──────── Dataset excerpts

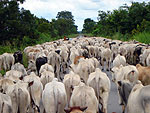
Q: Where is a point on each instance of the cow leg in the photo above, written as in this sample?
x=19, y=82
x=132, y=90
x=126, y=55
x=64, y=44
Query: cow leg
x=102, y=62
x=123, y=109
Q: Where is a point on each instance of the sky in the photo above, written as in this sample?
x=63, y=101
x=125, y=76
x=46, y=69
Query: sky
x=81, y=9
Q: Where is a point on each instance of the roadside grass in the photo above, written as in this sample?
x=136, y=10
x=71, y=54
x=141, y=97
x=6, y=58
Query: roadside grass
x=143, y=37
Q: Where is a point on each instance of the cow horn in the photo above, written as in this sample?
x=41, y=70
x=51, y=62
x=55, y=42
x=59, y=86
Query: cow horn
x=67, y=110
x=83, y=108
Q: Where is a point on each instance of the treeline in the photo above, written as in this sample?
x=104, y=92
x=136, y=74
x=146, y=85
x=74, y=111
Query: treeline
x=20, y=28
x=125, y=22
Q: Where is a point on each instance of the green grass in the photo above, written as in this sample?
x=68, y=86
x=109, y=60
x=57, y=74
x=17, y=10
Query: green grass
x=2, y=72
x=143, y=37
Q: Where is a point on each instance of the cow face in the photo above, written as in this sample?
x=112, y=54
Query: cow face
x=75, y=110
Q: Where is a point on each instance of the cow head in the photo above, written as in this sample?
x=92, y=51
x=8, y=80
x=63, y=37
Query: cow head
x=75, y=109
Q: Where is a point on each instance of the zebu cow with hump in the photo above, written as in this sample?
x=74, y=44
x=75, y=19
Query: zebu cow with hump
x=46, y=67
x=84, y=96
x=84, y=68
x=99, y=81
x=76, y=110
x=39, y=62
x=19, y=94
x=54, y=97
x=13, y=75
x=144, y=74
x=18, y=57
x=119, y=60
x=46, y=77
x=106, y=56
x=54, y=59
x=8, y=61
x=35, y=90
x=19, y=67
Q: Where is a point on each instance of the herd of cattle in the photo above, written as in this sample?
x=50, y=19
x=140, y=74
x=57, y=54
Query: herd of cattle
x=69, y=76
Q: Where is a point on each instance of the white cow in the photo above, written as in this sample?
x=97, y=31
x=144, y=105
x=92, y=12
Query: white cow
x=54, y=97
x=14, y=75
x=5, y=103
x=8, y=61
x=70, y=80
x=54, y=59
x=119, y=60
x=99, y=81
x=46, y=77
x=20, y=96
x=106, y=55
x=19, y=67
x=46, y=67
x=35, y=90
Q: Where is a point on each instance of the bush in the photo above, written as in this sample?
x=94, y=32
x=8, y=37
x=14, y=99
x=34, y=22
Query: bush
x=143, y=37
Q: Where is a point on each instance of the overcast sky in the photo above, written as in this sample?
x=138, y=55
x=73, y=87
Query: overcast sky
x=81, y=9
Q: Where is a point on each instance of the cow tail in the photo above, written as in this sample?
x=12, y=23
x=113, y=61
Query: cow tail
x=2, y=107
x=56, y=98
x=98, y=89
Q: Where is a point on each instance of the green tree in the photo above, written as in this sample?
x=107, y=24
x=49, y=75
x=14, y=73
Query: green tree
x=65, y=23
x=88, y=25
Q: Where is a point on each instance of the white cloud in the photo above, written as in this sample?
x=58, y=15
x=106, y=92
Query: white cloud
x=81, y=9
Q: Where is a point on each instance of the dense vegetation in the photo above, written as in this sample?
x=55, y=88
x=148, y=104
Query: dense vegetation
x=19, y=28
x=128, y=22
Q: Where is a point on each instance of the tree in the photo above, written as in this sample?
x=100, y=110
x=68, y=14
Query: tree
x=65, y=23
x=15, y=23
x=65, y=15
x=88, y=25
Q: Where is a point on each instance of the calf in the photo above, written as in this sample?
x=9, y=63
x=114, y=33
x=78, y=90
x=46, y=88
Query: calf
x=99, y=81
x=54, y=97
x=39, y=62
x=82, y=96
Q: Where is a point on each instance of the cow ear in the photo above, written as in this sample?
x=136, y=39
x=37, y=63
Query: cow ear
x=21, y=78
x=30, y=83
x=83, y=108
x=119, y=83
x=67, y=110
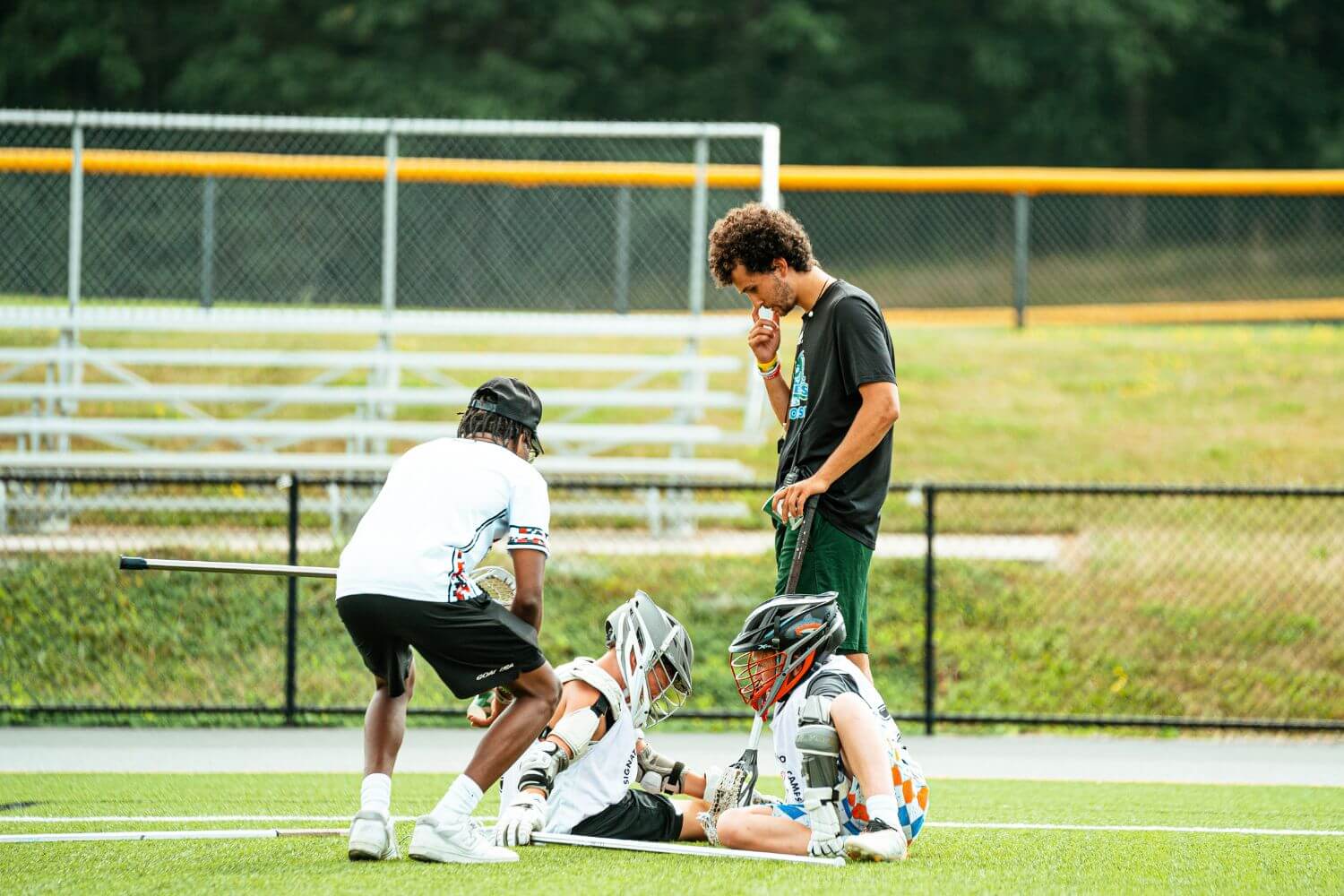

────────────────

Copy out the items, starting at the line containing "the white cloud" and continuing through the end of the items. Leave the pictures out of your copy.

Q: Where is a point on each instance of the white cloud in the photo above, written as in this sample?
x=58, y=15
x=106, y=92
Query: white cloud
x=81, y=9
Q: Where is a point on each instance of the dense vegetation in the photo above, written as in this sample?
x=55, y=88
x=148, y=104
Query: dense vegetation
x=19, y=28
x=128, y=22
Q: Where is a point on each instance of the tree in the photo above, written as in this sample?
x=100, y=110
x=68, y=14
Query: tree
x=65, y=23
x=15, y=23
x=65, y=15
x=88, y=25
Q: Where is a point on each instance of the calf in the photo above, written as in this sample?
x=9, y=63
x=114, y=33
x=78, y=90
x=46, y=88
Query: calf
x=99, y=81
x=54, y=97
x=39, y=62
x=82, y=96
Q: Where is a point on each instance of the cow ear in the photo above, written as in this sample?
x=136, y=39
x=37, y=63
Query: cow ear
x=21, y=78
x=30, y=83
x=83, y=108
x=119, y=83
x=67, y=110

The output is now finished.